> **Document segment**

The words "Indian restaurant" meant all-you-can-eat lunch buffets, which, don't get me wrong, were cherished meals full of good memories, but never did I imagine an Indian restaurant with a waitlist, and people paying $300 a meal.
That's why I'm in Chicago, to meet the chef who's challenging our ideas of what Indian food can be.
This is "Spice Road".
Let's go.
A native of West Bengal, Sujan Sarkar runs Indienne, Chicago's first Michelin-starred Indian restaurant.
He's also launched NADU, celebrating regional specialties, and Swadesi Cafe, a chic, Indian-inspired take on the modern coffee shop.
I'm excited to try Sujan's food and learn how he's built one of the most acclaimed Indian restaurants in the world.
First up is Swadesi Cafe, where the Indian chai stall collides with French pastry in sleek, modern style.
In a big city like Chicago, an upscale Desi cafe like this isn't just serving chai and pastries, it's making a bold, spice-infused statement about the future of the American Cafe.
So great to meet you!
- How are you?
Nice to meet you.
- Everything looks so delicious.
Of course, I gotta have the Swadesi masala chai.
What should I order in terms of the food?
- Our butter chicken croissant, samosa chaat croissants, and a chicken tikka toastie.
And then, if you're gonna have like, need a little bit of sweet tooth, go for our gulab jamun cheesecake croissant, - Gulab jamun cheesecake croissant?
- When the French people see I'm putting a gulab jamun in a croissant, - Sacré bleu!
Time for a "Spice Road" rewind.
- [Friend] Yeah.
Let's do the gulab jamun, yeah.
- Alright.
Now, you ordered this.
Try and describe it.
- A fried dough ball?
- Fried dough ball.
Love it.
- But like, a delicious fried dough, because fried dough ball does not sound appetizing.
- And I'm just gonna enjoy this thing.
(friend laughs) We're gonna get the chicken tikka toastie, the butter chicken croissant, and the gulab jamun - [Both] cheesecake croissant!
Yes!
(chill music) (inhales aroma) - Grilled cheese?
Move over.
The chicken tikka toastie is in town.
It just looks great, too.
I like that.
I like when a dish looks great.
All these dishes are beautiful in terms of their aesthetic.
The gulab jamun cheesecake croissant.
Wow!
That was unexpectedly amazing.
I mean, croissant, already great.
Cheesecake, yes.
Gulab jamun, oh my gosh.
I mean, it's like taking that cheese danish and upping it 10x in awesomeness.
I'm gonna wash it down with some delicious Swadesi masala chai.
And 30 seconds on chai.
(upbeat music) The word chai simply means tea.
But across the street corners and kitchens of South Asia, it's a daily ritual and a cultural anchor.
After water, tea is the most popular beverage in the world.
In South Asia, tea's growth was fueled by British imperialists who established vast plantations to break China's monopoly and export Indian tea to the empire.

> **Stored data**

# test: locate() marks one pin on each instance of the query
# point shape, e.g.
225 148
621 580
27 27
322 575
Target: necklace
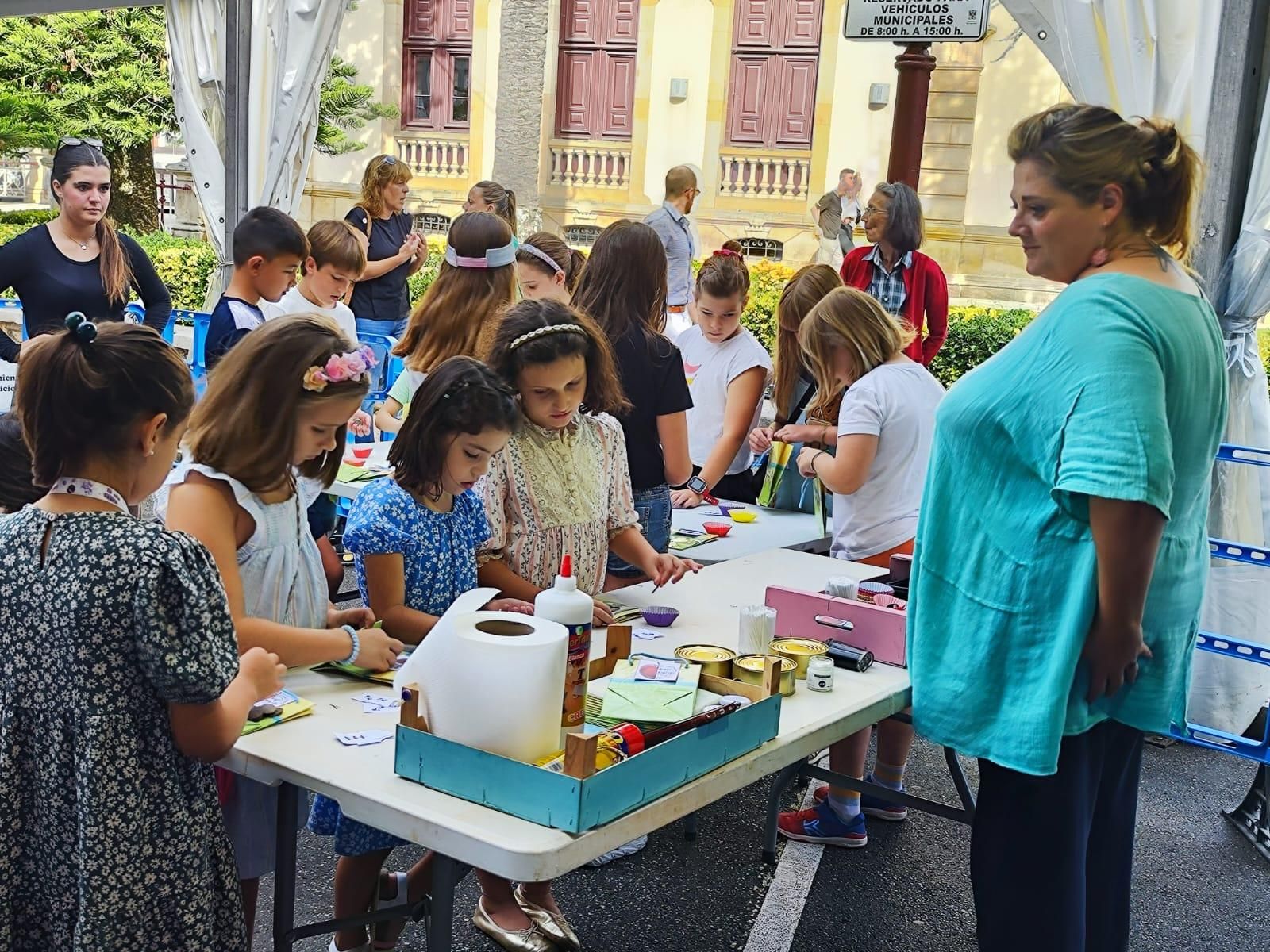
92 489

> **Written instruction**
Render this sentence from the Chicago Indian food transcript in Spanish: "After water, tea is the most popular beverage in the world."

> **Task answer**
Después del agua, el té es la bebida más popular del mundo.